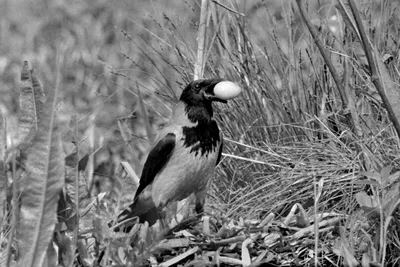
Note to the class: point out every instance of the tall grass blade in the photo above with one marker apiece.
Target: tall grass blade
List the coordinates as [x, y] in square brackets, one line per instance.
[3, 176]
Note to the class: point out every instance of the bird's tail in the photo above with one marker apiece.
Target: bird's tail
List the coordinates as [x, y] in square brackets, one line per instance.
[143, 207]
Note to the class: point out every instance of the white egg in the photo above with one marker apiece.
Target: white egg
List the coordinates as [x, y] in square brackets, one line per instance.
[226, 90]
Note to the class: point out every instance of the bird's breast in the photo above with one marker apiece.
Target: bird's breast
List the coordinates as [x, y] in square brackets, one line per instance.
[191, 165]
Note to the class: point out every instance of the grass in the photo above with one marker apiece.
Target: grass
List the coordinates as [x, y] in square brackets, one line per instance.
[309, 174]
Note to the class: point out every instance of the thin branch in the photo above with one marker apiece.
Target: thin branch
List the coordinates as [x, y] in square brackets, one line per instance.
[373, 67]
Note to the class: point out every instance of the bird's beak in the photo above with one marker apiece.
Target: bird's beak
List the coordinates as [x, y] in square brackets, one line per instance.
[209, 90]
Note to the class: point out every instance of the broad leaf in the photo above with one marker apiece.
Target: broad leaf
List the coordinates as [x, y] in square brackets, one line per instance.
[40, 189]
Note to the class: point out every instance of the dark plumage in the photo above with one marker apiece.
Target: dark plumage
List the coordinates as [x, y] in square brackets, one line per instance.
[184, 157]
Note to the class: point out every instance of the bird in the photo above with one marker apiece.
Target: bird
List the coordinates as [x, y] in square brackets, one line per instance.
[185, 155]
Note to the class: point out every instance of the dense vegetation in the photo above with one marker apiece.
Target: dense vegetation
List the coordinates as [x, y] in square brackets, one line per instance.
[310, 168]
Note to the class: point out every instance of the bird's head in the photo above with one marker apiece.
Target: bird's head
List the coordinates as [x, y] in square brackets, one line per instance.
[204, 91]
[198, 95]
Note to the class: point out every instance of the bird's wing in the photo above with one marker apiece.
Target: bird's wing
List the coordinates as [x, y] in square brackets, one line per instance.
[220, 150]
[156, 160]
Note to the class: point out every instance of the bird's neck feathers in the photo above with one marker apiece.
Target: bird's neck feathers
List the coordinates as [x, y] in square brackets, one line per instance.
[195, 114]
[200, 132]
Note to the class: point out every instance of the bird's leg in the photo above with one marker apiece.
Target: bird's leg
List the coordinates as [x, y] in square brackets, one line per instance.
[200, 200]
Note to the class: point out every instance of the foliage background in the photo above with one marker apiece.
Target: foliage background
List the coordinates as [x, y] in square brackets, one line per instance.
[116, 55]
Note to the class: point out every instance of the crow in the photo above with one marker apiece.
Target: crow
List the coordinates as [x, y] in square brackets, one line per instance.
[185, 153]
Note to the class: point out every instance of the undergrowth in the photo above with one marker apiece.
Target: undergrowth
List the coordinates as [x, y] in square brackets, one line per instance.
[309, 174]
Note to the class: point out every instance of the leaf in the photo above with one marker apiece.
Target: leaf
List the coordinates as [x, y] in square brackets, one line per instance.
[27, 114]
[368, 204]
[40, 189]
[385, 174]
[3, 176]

...

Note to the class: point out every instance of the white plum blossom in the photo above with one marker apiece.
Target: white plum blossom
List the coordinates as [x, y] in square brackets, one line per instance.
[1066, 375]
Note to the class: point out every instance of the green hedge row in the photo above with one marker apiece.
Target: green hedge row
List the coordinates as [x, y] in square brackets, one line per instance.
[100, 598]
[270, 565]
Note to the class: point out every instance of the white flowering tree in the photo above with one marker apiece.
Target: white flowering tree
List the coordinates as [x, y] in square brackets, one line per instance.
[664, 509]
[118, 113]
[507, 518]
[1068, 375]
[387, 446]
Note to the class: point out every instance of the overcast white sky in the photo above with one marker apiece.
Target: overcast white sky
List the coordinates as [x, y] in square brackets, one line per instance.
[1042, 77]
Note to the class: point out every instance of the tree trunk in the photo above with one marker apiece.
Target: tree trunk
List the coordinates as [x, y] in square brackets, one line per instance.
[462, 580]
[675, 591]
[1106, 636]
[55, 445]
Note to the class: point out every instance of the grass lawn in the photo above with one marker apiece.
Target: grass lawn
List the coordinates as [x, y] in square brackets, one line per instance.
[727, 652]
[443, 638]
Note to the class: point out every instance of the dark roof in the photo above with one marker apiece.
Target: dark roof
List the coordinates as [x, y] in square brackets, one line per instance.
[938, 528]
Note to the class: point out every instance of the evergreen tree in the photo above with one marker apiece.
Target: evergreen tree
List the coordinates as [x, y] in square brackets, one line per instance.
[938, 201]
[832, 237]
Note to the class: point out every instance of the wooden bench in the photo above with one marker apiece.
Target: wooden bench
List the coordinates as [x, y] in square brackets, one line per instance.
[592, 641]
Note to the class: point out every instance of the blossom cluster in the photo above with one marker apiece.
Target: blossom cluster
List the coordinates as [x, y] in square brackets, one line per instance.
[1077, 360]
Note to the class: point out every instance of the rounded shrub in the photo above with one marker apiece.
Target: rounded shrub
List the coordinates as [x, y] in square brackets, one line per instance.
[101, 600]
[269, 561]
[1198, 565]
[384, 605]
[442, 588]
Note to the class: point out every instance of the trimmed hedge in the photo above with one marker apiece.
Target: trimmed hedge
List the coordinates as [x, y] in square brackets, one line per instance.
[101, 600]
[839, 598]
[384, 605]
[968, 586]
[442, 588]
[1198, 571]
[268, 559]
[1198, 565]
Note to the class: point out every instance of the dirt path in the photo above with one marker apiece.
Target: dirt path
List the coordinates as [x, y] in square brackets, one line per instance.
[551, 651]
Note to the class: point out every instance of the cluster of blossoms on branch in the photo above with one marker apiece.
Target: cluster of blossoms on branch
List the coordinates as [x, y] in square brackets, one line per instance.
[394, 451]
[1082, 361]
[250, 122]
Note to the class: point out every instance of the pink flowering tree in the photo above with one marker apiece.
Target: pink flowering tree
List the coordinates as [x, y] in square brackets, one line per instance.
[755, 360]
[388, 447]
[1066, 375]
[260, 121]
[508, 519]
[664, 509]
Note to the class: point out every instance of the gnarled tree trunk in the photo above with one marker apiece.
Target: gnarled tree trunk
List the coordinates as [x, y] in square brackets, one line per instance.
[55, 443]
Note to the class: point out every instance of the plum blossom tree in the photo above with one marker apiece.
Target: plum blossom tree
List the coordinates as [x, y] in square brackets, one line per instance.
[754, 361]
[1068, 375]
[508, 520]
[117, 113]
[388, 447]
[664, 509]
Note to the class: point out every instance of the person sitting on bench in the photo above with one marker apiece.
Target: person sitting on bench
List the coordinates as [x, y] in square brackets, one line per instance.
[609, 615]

# REQUIRED WORK
There is a line with "Note to the class: point out every instance of the gnarled" and a line with "Note to the class: point out every instance of the person" above. Copy exactly those two lines and all lines between them, with nothing else.

# PROBLEM SOLUTION
Note to the class: point out every instance of the gnarled tree trunk in the photo above with one marker apiece.
Target: gnarled tree trunk
List the coordinates as [x, y] in square brackets, one line per instance.
[55, 443]
Note to the class: point out every instance of the plum blossom tree in the photo above with one marker apiece.
Target: plum blossom tree
List the coordinates as [x, y] in square brackets, one line per instance.
[754, 361]
[1068, 375]
[508, 520]
[117, 113]
[388, 447]
[664, 509]
Note to the class: point out every instance of the person sitting on bench in the photo above with one marker apiece.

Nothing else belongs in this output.